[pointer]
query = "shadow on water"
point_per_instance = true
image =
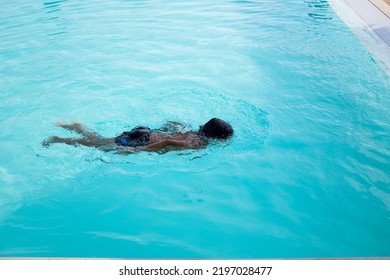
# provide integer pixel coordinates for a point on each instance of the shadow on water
(319, 9)
(52, 9)
(53, 6)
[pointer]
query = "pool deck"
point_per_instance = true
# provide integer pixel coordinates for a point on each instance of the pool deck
(376, 13)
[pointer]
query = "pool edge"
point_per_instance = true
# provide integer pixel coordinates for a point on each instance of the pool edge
(370, 25)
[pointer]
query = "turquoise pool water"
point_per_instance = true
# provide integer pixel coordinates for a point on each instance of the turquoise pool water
(306, 174)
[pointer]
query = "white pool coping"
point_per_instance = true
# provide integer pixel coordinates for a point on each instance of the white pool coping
(369, 24)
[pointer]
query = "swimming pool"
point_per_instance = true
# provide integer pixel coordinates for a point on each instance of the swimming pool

[Instructions to follow]: If pictures appear in the data, do not print them; repeat the rest exactly.

[Answer to this task]:
[pointer]
query = "shadow on water"
point_per_instance = true
image =
# provide integer pixel coordinates for a point on each instance of the shadow on water
(319, 9)
(52, 9)
(53, 6)
[pointer]
query = "pool deck"
point_per_instance = true
# provide integer pixel coordinates for a point on each instance of the pool deck
(376, 13)
[pointer]
query = "pool edge"
point_per_instance = true
# provide integer pixel coordinates for a point on each instance of the pool edge
(370, 25)
[pointer]
query = "turquoise pool water"
point_per_instance = true
# provide integer pixel coordinates for a point on each instance of the turquoise pool water
(306, 174)
[pointer]
query = "white pool coping"
point_per_instance = true
# provide integer pixel coordinates for a point on each instance of the white pool coping
(369, 24)
[pointer]
query = "swimming pool"
point_per_instance = true
# provide integer pixel coordinates for a point on each instance of the swimming pool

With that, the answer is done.